Problem to solve: Reproduce the entire listing below word for word, leaving every line unchanged.

* START The input *

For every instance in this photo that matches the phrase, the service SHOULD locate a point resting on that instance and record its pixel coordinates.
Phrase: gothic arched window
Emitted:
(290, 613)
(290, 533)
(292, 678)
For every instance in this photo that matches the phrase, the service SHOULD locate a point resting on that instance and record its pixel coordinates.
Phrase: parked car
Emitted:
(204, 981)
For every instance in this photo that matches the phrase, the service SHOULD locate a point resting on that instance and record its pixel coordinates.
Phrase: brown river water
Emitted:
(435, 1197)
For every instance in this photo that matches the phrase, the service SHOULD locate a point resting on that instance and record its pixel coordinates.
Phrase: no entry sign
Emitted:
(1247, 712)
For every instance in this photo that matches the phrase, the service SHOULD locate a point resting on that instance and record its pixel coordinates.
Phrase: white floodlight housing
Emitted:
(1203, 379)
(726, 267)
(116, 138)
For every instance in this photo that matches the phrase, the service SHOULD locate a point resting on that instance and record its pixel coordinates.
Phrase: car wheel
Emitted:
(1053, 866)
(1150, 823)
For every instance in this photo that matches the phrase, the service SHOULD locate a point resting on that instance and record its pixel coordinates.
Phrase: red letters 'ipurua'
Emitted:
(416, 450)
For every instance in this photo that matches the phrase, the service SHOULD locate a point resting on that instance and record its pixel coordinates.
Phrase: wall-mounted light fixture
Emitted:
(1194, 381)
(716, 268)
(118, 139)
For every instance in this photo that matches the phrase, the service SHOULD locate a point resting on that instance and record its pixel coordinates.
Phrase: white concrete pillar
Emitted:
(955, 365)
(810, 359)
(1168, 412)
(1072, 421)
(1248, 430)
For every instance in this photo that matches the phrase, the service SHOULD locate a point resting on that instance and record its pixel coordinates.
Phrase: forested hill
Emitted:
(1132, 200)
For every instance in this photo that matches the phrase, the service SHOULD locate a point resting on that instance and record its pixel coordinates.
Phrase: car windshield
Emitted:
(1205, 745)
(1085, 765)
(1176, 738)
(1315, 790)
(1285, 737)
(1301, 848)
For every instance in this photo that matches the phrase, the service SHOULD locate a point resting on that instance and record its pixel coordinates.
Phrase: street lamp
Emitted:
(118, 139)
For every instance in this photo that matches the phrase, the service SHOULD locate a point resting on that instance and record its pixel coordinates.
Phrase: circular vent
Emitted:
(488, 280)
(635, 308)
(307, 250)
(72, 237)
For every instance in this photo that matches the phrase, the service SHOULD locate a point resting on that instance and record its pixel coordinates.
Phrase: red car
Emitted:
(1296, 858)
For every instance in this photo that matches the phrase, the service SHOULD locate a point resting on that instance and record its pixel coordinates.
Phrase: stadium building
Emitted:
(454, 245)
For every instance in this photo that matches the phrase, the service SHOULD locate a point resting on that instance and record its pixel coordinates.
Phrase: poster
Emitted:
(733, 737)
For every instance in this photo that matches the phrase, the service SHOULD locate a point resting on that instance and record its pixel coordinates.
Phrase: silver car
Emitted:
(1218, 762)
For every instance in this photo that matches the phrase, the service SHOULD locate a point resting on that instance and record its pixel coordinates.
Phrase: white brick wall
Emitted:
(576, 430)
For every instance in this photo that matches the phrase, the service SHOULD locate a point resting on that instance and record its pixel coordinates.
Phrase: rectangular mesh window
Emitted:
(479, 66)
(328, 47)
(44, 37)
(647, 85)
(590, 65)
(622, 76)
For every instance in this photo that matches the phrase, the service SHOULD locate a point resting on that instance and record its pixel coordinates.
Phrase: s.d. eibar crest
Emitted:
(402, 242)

* END The input *

Exercise answer:
For every instance in this photo that matches the phrase, the service SHOULD locate a point resting on that instance and record its pixel coordinates.
Phrase: gothic arched window
Emitted:
(290, 613)
(290, 533)
(292, 678)
For every instance in this photo that matches the phrase, the service SHOULD locate a point resting on that instance and record its pixel coordinates.
Phrase: parked car
Emitted:
(204, 981)
For every instance in this photo that matches the phrase, the service SHOULD locate a point resting on that instance and record its pixel coordinates.
Phrase: brown river water
Emitted:
(435, 1197)
For every instance in this photo that matches the phrase, the service SHOULD locate a point resting on that instance and record its pixel coordinates.
Phrase: no entry sign
Emitted:
(1247, 712)
For every instance in this photo that matches the phrase, the service SHOULD locate a point resting on that instance and record its pixel coordinates.
Phrase: white floodlight housing
Emitted:
(1203, 379)
(726, 267)
(116, 138)
For every instance in this photo that matches the phrase, the service SHOULD locate a point resting on that instance and record its pixel coordinates.
Phrase: car wheel
Emitted:
(1053, 866)
(1150, 823)
For every instance in this photo that matches the phrase, the service SHOULD locate a point resting on that instance and record its pixel coordinates.
Phrase: red letters 'ipurua'
Emitted:
(416, 450)
For every instance in this photo that matches the phrase, the service SHOULD locate a point resting on that instance and record its pixel coordinates.
Phrase: wall-mounted light fixture
Emitted:
(1194, 381)
(716, 268)
(118, 139)
For every instance in this photo that matches the phrase, the service SHOULD locate a point resting on that instance and record its pixel coordinates.
Phrase: white concrete pillar
Emitted:
(955, 365)
(810, 359)
(1168, 412)
(1072, 421)
(1248, 430)
For every instance in this photo that matches the phrase, the service SHOULD locate a point resting on that instance and record its pixel coordinates.
Phrase: forested hill
Emitted:
(1132, 200)
For every instance in this photo that matches the phrase, the service SHOULD locate a point resting on that instance and record its pixel coordinates.
Phrase: car windshield
Emitted:
(1205, 745)
(1085, 765)
(1176, 738)
(1315, 790)
(1285, 737)
(1301, 848)
For every instance in this photo that matches the phrase, the service SHOULD locate a point resting on that instance and record its pixel coordinates.
Phrase: street lamp
Emitted:
(118, 139)
For every instance in this photo that matches the phrase, the service SHOULD locate a point resting on that instance and record its pixel coordinates.
Phrase: circular vent
Emitted:
(488, 280)
(635, 308)
(307, 250)
(72, 237)
For every instance in this photo that matches the phrase, the service SHOULD locate a point resting on that instance and record its pixel coordinates.
Phrase: red car
Emitted:
(1296, 858)
For every instance in this photo that matches the phrase, the service SHOULD locate a point resting on that instance and record its pixel coordinates.
Phrase: stadium building
Emitted:
(454, 245)
For every instance in this photo that matches the phrase, the service SHOULD locate a point resting on that instance and record its pixel coordinates.
Phrase: poster
Emitted:
(733, 737)
For every instance in this photo that matches the phrase, the service SHOULD locate a point resting on that instance and record its pixel coordinates.
Phrase: silver car
Emitted:
(1218, 762)
For every instance in this photo that matches the phrase, the service SHOULD locate a point resting on that instance and record its pixel coordinates.
Phrase: white brick wall
Emitted:
(576, 430)
For every instance in this photo that matches the phrase, the service SHOULD locate a point resting on that instance and record its pixel coordinates.
Phrase: rectangular mesh window
Emitted:
(479, 66)
(328, 47)
(44, 37)
(647, 85)
(590, 65)
(622, 76)
For every instance in this photo that matches the phrase, the service SHOULD locate a point resting on that instance and record its pixel coordinates.
Phrase: s.d. eibar crest
Emitted:
(402, 242)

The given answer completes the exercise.